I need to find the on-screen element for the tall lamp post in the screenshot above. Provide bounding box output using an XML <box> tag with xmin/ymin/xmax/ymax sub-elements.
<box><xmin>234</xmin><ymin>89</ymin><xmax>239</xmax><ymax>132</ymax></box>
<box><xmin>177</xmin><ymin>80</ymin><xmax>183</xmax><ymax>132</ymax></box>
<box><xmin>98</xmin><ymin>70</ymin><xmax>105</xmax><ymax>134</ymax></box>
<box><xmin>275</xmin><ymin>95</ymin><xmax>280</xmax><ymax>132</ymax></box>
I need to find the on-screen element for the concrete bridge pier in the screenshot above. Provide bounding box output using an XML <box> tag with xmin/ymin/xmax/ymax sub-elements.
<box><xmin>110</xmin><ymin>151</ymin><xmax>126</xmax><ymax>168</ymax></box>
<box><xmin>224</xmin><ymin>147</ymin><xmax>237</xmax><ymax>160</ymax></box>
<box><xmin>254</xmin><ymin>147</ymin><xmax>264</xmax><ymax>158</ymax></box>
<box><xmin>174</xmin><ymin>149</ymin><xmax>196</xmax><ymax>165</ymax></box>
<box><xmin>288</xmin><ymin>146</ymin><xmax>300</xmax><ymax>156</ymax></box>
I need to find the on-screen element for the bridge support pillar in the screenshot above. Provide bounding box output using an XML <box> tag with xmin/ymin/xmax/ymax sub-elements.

WORK TO BE COMPLETED:
Reproduce all of the data above in full, including every request, and increase each bounding-box coordinate in the answers by 129. Leave the requests and their format descriptions unchanged.

THE SOLUTION:
I need to find the on-screen element for the tall lamp post in the screenshot above. Provide bounding box output using an XML <box> tag with xmin/ymin/xmax/ymax sub-elements.
<box><xmin>363</xmin><ymin>218</ymin><xmax>368</xmax><ymax>261</ymax></box>
<box><xmin>306</xmin><ymin>209</ymin><xmax>312</xmax><ymax>261</ymax></box>
<box><xmin>227</xmin><ymin>199</ymin><xmax>234</xmax><ymax>263</ymax></box>
<box><xmin>404</xmin><ymin>224</ymin><xmax>409</xmax><ymax>261</ymax></box>
I need to find the on-screen element for the concrete bridge pier in the screenshot above. Provide bounding box output using an XML <box> tag with xmin/ymin/xmax/ymax sub-elements.
<box><xmin>239</xmin><ymin>280</ymin><xmax>255</xmax><ymax>297</ymax></box>
<box><xmin>353</xmin><ymin>276</ymin><xmax>366</xmax><ymax>289</ymax></box>
<box><xmin>383</xmin><ymin>276</ymin><xmax>393</xmax><ymax>287</ymax></box>
<box><xmin>303</xmin><ymin>278</ymin><xmax>325</xmax><ymax>294</ymax></box>
<box><xmin>417</xmin><ymin>275</ymin><xmax>429</xmax><ymax>285</ymax></box>
I need to find the on-screen element for the bridge support pillar in the screenshot above. Provide bounding box output using an XML <box> tag with xmin/ymin/xmax/ymax sub-elements.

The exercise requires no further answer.